= What the task asks =
Without the images, write out the entries word for word.

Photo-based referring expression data
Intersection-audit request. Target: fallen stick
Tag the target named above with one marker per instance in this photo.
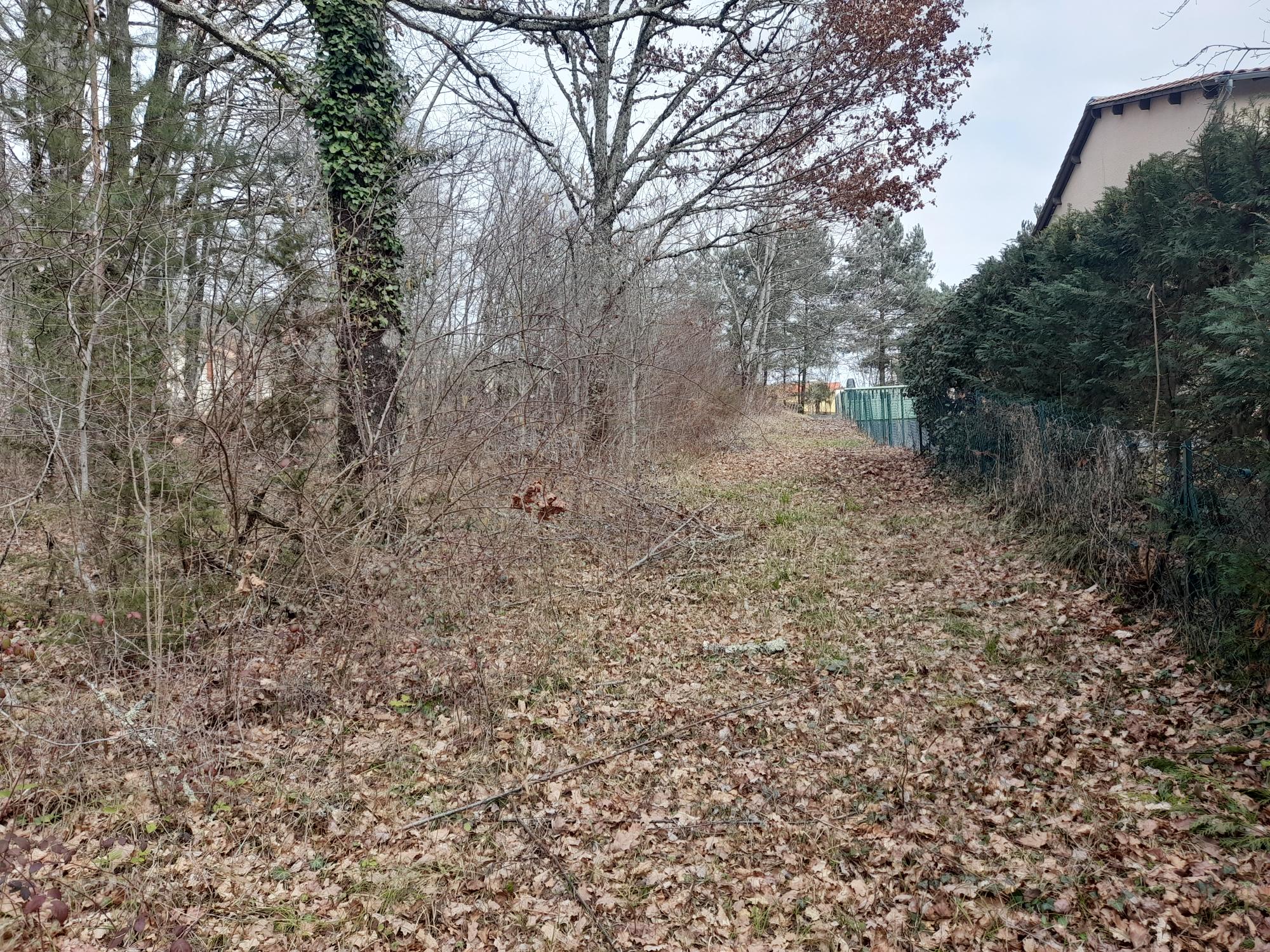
(568, 880)
(595, 762)
(656, 550)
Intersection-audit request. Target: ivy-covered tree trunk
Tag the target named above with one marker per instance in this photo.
(358, 115)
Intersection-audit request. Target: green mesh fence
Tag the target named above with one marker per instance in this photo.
(883, 414)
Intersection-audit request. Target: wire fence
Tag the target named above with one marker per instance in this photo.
(883, 414)
(1175, 521)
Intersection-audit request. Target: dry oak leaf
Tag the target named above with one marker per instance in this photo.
(250, 583)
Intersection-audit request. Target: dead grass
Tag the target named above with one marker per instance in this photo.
(939, 769)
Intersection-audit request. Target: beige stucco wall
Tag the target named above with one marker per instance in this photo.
(1120, 143)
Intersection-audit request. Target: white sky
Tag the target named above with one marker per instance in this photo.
(1048, 58)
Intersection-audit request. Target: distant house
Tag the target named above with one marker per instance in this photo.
(1118, 133)
(791, 394)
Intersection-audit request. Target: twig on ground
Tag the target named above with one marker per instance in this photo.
(143, 736)
(657, 550)
(568, 879)
(594, 762)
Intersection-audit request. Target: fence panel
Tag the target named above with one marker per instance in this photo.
(1168, 519)
(883, 414)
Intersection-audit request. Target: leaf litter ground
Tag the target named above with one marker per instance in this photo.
(939, 743)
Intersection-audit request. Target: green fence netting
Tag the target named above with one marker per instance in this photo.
(883, 414)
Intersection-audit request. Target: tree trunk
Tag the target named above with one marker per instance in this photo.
(358, 116)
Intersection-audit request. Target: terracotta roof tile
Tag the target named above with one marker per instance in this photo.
(1184, 83)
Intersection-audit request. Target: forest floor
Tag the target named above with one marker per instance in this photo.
(937, 742)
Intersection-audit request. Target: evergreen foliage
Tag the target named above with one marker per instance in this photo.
(1149, 315)
(1172, 266)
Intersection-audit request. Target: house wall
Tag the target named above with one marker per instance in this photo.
(1120, 143)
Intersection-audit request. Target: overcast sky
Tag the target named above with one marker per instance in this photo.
(1048, 58)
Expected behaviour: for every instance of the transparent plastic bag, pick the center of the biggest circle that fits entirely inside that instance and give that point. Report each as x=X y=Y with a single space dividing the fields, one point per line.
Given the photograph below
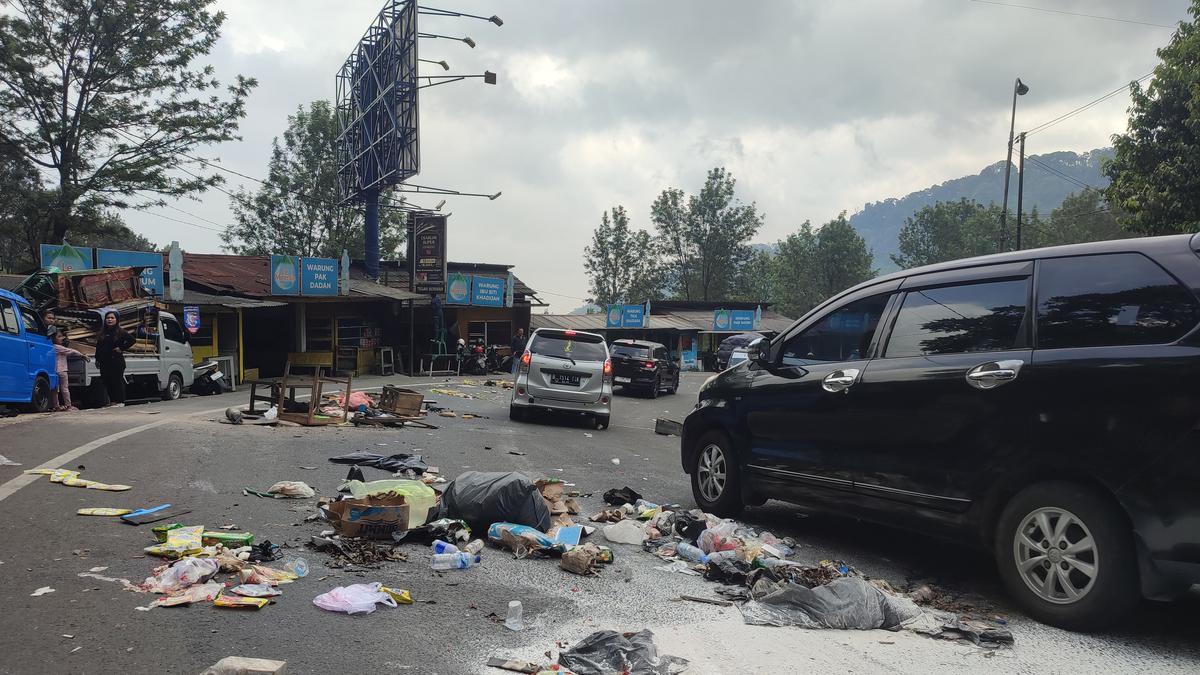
x=357 y=598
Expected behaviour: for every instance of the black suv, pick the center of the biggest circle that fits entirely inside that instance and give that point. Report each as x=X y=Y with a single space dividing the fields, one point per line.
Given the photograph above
x=1044 y=404
x=646 y=365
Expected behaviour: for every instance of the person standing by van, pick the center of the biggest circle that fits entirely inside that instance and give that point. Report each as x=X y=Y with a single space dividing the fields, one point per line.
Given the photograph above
x=111 y=358
x=61 y=399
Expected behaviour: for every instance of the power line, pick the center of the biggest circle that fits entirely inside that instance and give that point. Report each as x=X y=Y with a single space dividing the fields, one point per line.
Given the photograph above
x=1045 y=125
x=1049 y=11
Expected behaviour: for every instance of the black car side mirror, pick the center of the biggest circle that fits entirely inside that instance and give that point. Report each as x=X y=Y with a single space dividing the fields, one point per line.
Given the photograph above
x=760 y=352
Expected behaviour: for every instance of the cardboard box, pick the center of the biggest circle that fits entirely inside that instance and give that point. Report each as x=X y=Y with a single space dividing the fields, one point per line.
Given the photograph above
x=373 y=518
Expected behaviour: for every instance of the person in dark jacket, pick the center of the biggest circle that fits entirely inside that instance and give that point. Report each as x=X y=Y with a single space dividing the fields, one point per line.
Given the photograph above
x=111 y=357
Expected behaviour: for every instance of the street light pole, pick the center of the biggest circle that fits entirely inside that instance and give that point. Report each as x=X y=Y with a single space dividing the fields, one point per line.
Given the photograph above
x=1019 y=89
x=1020 y=187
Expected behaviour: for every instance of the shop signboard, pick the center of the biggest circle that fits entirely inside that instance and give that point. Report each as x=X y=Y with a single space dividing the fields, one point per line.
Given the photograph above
x=192 y=318
x=429 y=234
x=487 y=292
x=66 y=257
x=459 y=288
x=151 y=276
x=318 y=276
x=285 y=275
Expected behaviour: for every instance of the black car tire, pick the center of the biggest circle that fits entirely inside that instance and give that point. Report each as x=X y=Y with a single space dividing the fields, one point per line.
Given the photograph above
x=727 y=503
x=1114 y=589
x=174 y=387
x=40 y=400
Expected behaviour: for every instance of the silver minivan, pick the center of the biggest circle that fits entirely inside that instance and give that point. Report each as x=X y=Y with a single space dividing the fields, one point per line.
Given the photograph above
x=564 y=370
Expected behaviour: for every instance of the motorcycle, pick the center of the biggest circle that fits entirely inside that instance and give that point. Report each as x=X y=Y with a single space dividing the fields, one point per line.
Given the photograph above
x=208 y=378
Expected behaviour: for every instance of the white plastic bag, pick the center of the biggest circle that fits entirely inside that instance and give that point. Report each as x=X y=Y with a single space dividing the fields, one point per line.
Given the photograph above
x=625 y=532
x=358 y=598
x=184 y=573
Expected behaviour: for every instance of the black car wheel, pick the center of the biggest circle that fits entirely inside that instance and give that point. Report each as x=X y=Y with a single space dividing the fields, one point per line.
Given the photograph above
x=715 y=477
x=1067 y=555
x=41 y=399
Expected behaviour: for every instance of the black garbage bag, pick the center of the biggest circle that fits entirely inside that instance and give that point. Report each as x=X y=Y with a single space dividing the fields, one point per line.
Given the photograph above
x=399 y=461
x=625 y=495
x=609 y=652
x=485 y=497
x=690 y=524
x=727 y=571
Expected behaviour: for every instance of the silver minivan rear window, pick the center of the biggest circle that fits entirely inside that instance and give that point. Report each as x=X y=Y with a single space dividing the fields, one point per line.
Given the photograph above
x=568 y=346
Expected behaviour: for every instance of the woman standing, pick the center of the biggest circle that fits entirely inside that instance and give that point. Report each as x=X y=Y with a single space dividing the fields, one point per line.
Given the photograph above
x=111 y=358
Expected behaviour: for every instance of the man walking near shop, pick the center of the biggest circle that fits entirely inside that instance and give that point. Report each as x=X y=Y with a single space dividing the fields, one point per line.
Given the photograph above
x=517 y=348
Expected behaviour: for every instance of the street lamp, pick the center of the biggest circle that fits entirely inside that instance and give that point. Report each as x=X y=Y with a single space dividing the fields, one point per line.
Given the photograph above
x=1019 y=89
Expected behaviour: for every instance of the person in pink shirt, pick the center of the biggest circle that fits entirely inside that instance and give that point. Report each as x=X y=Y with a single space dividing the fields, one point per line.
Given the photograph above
x=61 y=399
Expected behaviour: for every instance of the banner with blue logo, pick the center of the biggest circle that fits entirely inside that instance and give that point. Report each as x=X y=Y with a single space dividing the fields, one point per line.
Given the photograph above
x=285 y=275
x=318 y=276
x=151 y=276
x=487 y=292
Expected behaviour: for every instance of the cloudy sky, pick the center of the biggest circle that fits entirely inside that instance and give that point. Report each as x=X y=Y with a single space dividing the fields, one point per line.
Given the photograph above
x=815 y=106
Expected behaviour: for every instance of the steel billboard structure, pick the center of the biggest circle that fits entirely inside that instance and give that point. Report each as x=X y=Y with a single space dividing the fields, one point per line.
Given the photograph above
x=378 y=142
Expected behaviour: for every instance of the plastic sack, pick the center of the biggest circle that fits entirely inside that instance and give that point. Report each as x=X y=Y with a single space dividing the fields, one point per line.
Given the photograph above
x=358 y=598
x=719 y=537
x=846 y=603
x=293 y=489
x=181 y=574
x=485 y=497
x=609 y=651
x=419 y=496
x=625 y=532
x=521 y=539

= Response area =
Intersection-audit request. Target: fallen stick
Tag the target named above with one marker per instance in this photo.
(568, 880)
(595, 762)
(656, 550)
Intersection-audit request. Target: ivy-covered tree trunk
Tag the target named above with one marker per instance in this photo.
(358, 115)
Intersection-audit request. Target: green mesh fence
Tag the target named above with one marker per instance in this photo.
(883, 414)
Intersection-audit request. Target: wire fence
Tag the target named above with one marker per instance in this photo.
(883, 414)
(1175, 521)
Intersection-audit request. Target: dry oak leaf
Tag the target named above with one marker per instance in this photo.
(250, 583)
Intersection-audit request. Target: dead grass
Tag the target named above with one marker per instance in this photo.
(939, 769)
Intersection-audit request. Target: beige stucco wall
Tag the target named above with one marker per instance in this photo.
(1120, 143)
Intersection-audit request. Target: white sky
Tag the target named above with one marker per instance in this photo.
(1048, 58)
Intersection-audit request. Target: distant house
Tag the target named above with one marker per instance in this photo.
(1118, 133)
(791, 394)
Intersection-audit request. Target: twig on ground
Tag the target named above with one marker per instance in this photo.
(143, 736)
(657, 550)
(568, 879)
(594, 762)
Intersection-audit request. Target: fence panel
Tag the target named above with one marker per instance in this photo.
(1168, 519)
(883, 414)
Intersection-audit request. Target: leaf litter ground
Tag the target named above with one marker per instance in this photo.
(939, 743)
Intersection-audit request. Target: green fence netting
Tag the target named above with one marker per instance in this photo.
(883, 414)
Intersection-audit request. Target: tree trunk
Tag the target named above with one marker per instance in this photo.
(358, 116)
Intersection-audit request. Target: terracotta roof tile
Tag the target named above with one marker per instance in this photo.
(1184, 83)
Intersection-audit request. Target: forest floor
Tag the target named above with one marker per instance in this photo.
(937, 742)
Intersection-audit request. Target: evergreen foliage
Tag the target named above with one marker per instance in this photo.
(1149, 315)
(1172, 266)
Intersection-audit request. Target: house wall
Tag the target named above with one marker per instance in this photo.
(1120, 143)
Intersection-audit request. Target: overcast sky
Tag the target named above with one marker per instance in this photo.
(1048, 58)
Expected behaviour: for every instance of the transparent plastic bag, pick the center of the biggest circle that fits entirely inside that instance and give that point. Report each as x=X y=Y with a single space dividing the fields, one point per line.
Given the photograph below
x=357 y=598
Expected behaviour: for every instance of the black suv, pick the center of the biggest circle that fits entirely inside that instance and give that point. Report each as x=X y=Y with a single space dividing the fields, one point per line.
Given the photograph above
x=1044 y=404
x=646 y=365
Expected behaviour: for every instance of the person standing by van, pick the center of the biggest circle that fits entirely inside that instance and give that point. Report each as x=X y=Y with a single space dividing the fields, one point per line.
Given the photograph above
x=111 y=358
x=61 y=399
Expected behaviour: for every instance of the power line, pick the center of the biggest circle that fits entirely inside that instance and give that point. Report each as x=X y=Y with a single space dividing the fields, one point per line.
Given the photograph above
x=1045 y=125
x=1049 y=11
Expected behaviour: for every instance of the black car side mirror, pick the center of the biggest circle that fits entirely inside that instance and give that point. Report each as x=X y=Y with a single space dividing the fields, one point per line.
Given the photograph above
x=760 y=352
Expected behaviour: for every instance of the cardboard box, pick the center of the biggest circle that fits entirely inside that instance and give that point. Report each as x=X y=Y with a single space dividing the fields, one point per line.
Given the photograph above
x=373 y=518
Expected behaviour: for every instance of the person in dark jacket, pick the center of the biggest circle that fits entirely inside that instance and give that point. Report each as x=X y=Y with a single space dividing the fields, one point per line.
Given the photograph above
x=111 y=357
Expected behaviour: for every instance of the street light pole, pick the center of the biggest circle that fits entirely inside that instance and give that point. Report each as x=X y=Y with a single space dividing the fields, one point per line.
Given the photograph above
x=1019 y=89
x=1020 y=187
Expected behaviour: for every instance of the shop signboard, pick the center of the biggest circle that fits entirely inside that instance and give that point. Report each as x=X y=Y with a single space dividing the fields, one point per line.
Given the photograph above
x=192 y=318
x=429 y=234
x=487 y=292
x=66 y=257
x=459 y=288
x=151 y=276
x=318 y=276
x=285 y=275
Expected behaviour: for every instance of the black car tire, pick the center of the biggest circle that fits entirely inside that instance and give that point. Report each as x=X y=Y with a single space dividing the fields, one point per line.
Given the photograph above
x=727 y=503
x=1114 y=589
x=174 y=387
x=40 y=400
Expected behaviour: for every instance of the silver minivan, pick the center of the biggest circle that fits entirely inside that instance and give that point. Report each as x=X y=Y with a single space dividing the fields, one point per line.
Given the photograph above
x=564 y=370
Expected behaviour: for every instance of the motorcycle, pick the center of the biggest circle that fits entirely inside that instance and give that point. Report each as x=X y=Y with a single space dividing the fields, one point per line.
Given the photograph above
x=208 y=378
Expected behaviour: for every instance of the white plastic bag, pick the center of the biggest circle that fits entirely inside that instance and give that point. Report each as x=X y=Y with a single space dividing the fields, one point per line.
Given the photograph above
x=625 y=532
x=358 y=598
x=184 y=573
Expected behaviour: for every instance of the black car wheel, pick the center of the biggest circle that fits entirely inside that instance and give that point. Report each as x=X y=Y with a single space dividing the fields, one point per line.
Given the photograph above
x=715 y=477
x=1067 y=555
x=41 y=399
Expected behaviour: for every instance of the black garbage bag, pick the center of the biggest circle that fits entirely inside that instance and give that point. Report each as x=X y=Y with a single space dividing the fields, one point per line.
Given the photograph above
x=399 y=461
x=625 y=495
x=609 y=652
x=485 y=497
x=690 y=524
x=727 y=571
Expected behaviour: for every instance of the silver minivan rear window, pick the center of the biggest circle that fits entirely inside that instance and give that point. Report each as x=X y=Y with a single space dividing the fields, one point per line.
Given the photograph above
x=568 y=346
Expected behaviour: for every instance of the woman standing, pick the center of the biggest circle that fits entirely inside that instance and give that point. Report each as x=X y=Y with a single space dividing the fields, one point per line.
Given the photograph above
x=111 y=358
Expected behaviour: for every instance of the man walking near shop, pick the center of the biggest circle that fits entirely inside that instance and give that point. Report each as x=X y=Y with a single space dividing the fields, one point per line.
Given the photograph above
x=517 y=348
Expected behaviour: for every instance of the street lamp, pick the center of the biggest circle that fits entirely inside that instance and give that point. Report each as x=X y=Y with a single space dividing the fields, one point per line.
Given the photograph above
x=1019 y=89
Expected behaviour: for every instance of the person in pink shirt, pick the center of the biggest circle that fits entirely inside that instance and give that point. Report each as x=X y=Y with a single space dividing the fields, one point per line.
Given the photograph above
x=61 y=399
Expected behaviour: for every instance of the banner with blue logo, pick the center of the biggest circle that fits entirely inside that instance and give that point. Report each as x=X y=Y with a single space dividing the fields, one point per line.
Given the photograph above
x=285 y=275
x=318 y=276
x=151 y=276
x=487 y=292
Expected behaviour: for every instance of the cloudy sky, pick the center of the biggest circle that fits entirely inside that instance and give that point. Report each as x=X y=Y with a single space dividing the fields, one point per line.
Given the photograph above
x=815 y=106
Expected behaviour: for every instance of the steel billboard structure, pick the center of the biggest circle that fits entirely inside that instance and give that point. Report each as x=X y=Y with a single space dividing the fields, one point per line.
Given the photograph above
x=378 y=142
Expected behaviour: for every instance of the plastic sack, pick the center of the biggest circle that fits entirely inside that instance and give that point. Report each as x=X y=Y with a single space dividing the fields, one point per line.
Given the photograph above
x=358 y=598
x=719 y=537
x=846 y=603
x=293 y=489
x=181 y=574
x=485 y=497
x=609 y=651
x=419 y=496
x=625 y=532
x=521 y=539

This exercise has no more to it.